Requirement: Output as a JSON list of strings, one per line with blank lines omitted, the material from the line containing "[tag] yellow safety" through the end of the material below.

Stored records:
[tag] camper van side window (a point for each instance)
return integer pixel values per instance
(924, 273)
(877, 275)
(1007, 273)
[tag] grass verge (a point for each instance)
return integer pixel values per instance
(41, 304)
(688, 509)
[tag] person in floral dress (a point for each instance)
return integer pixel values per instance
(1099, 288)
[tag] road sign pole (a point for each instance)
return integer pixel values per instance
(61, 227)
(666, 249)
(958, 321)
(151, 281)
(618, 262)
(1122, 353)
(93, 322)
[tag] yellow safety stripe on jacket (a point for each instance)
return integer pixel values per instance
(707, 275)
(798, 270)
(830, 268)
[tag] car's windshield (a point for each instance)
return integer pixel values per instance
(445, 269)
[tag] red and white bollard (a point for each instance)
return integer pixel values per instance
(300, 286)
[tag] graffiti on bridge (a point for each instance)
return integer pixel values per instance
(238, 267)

Task response:
[
  "[tag] yellow safety stripe on jacket (a point for each instance)",
  "return integer pixel values per instance",
  "(707, 275)",
  "(798, 270)",
  "(830, 268)",
  "[tag] car's windshield (a point for each instance)",
  "return integer pixel values per instance",
  "(445, 269)",
  "[tag] red and white bollard (a point for each instance)",
  "return integer pixel values per instance",
  "(300, 286)",
  "[tag] graffiti on bridge (a point for each instance)",
  "return integer pixel values per instance",
  "(238, 267)"
]